» **GOAL OF THE EXERCISE**
Turn the listing below into a numbered list, leaving out any blank lines.

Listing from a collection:
-- START --
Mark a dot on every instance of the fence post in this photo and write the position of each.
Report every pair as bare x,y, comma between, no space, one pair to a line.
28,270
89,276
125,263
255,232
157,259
-- END --
» **WRITTEN SOLUTION**
1. Mark a dot on every instance of the fence post in this photo and write the position of each.
2. Report every pair as bare x,y, comma between, no space, one pair to a line.
3. 28,270
4. 89,276
5. 125,263
6. 255,232
7. 157,259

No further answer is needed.